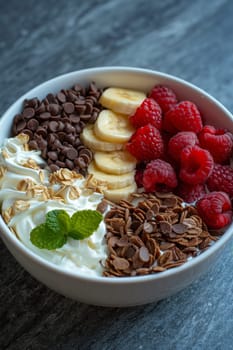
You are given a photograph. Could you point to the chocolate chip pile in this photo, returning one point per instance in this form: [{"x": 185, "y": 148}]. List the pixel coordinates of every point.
[
  {"x": 153, "y": 233},
  {"x": 54, "y": 126}
]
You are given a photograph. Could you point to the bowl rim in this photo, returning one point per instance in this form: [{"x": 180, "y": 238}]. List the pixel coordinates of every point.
[{"x": 102, "y": 279}]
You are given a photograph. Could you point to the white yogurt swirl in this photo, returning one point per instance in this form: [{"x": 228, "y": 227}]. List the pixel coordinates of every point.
[{"x": 27, "y": 194}]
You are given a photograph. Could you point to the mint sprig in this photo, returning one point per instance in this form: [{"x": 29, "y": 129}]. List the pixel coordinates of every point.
[{"x": 58, "y": 226}]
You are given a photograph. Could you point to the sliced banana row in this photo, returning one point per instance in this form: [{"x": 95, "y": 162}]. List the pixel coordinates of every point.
[{"x": 106, "y": 138}]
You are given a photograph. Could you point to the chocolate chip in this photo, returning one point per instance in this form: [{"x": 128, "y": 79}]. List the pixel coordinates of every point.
[
  {"x": 28, "y": 112},
  {"x": 33, "y": 144},
  {"x": 53, "y": 108},
  {"x": 53, "y": 126},
  {"x": 69, "y": 164},
  {"x": 68, "y": 107},
  {"x": 33, "y": 124},
  {"x": 61, "y": 97},
  {"x": 71, "y": 153},
  {"x": 28, "y": 132},
  {"x": 52, "y": 155},
  {"x": 45, "y": 116}
]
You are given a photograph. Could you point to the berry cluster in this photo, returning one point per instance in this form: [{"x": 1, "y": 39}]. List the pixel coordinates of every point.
[{"x": 176, "y": 152}]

----------------

-- Task details --
Could you give all the rows again with "photograph" swapped for "image", changing nothing else and leaving out the pictures?

-- Exercise output --
You are given a image. Could you point to the chocolate chip pile in this photo, returning one point per instance in this form: [{"x": 185, "y": 148}]. List the pixel coordinates of every point.
[
  {"x": 153, "y": 233},
  {"x": 54, "y": 126}
]
You are given a image. Could you point to the bowl rim in this photo, returning one point per instance in this form: [{"x": 180, "y": 238}]. List the pixel coordinates of every point.
[{"x": 102, "y": 279}]
You are given a image. Could you point to the white yogurt swirl in this photo, returning one point per instance in this form: [{"x": 228, "y": 227}]. List the pixel coordinates of every point.
[{"x": 27, "y": 194}]
You are given a image. Could you point to the mint sprig in this photo, returning one point per instance in this form: [{"x": 29, "y": 129}]. List the pixel coordinates of every point.
[{"x": 58, "y": 226}]
You are given a image. Could you point to the sliced banana row in this photo, returning one point per instance in this form: [{"x": 95, "y": 162}]. List the pixel coordinates of every point.
[{"x": 106, "y": 138}]
You are given a image. Could you point to the chocolate chip in this photo, returning one point per instance in this form: [{"x": 128, "y": 79}]. List the pixel coordinates of every point.
[
  {"x": 28, "y": 112},
  {"x": 33, "y": 144},
  {"x": 53, "y": 108},
  {"x": 53, "y": 126},
  {"x": 69, "y": 164},
  {"x": 68, "y": 107},
  {"x": 33, "y": 124},
  {"x": 61, "y": 97},
  {"x": 71, "y": 153},
  {"x": 28, "y": 132},
  {"x": 52, "y": 155},
  {"x": 45, "y": 116}
]
You are given a image. Could you point to the berry cluster in this photo, returning one point per instance in this form: [{"x": 1, "y": 39}]. List the pixel coordinates of every point.
[{"x": 176, "y": 152}]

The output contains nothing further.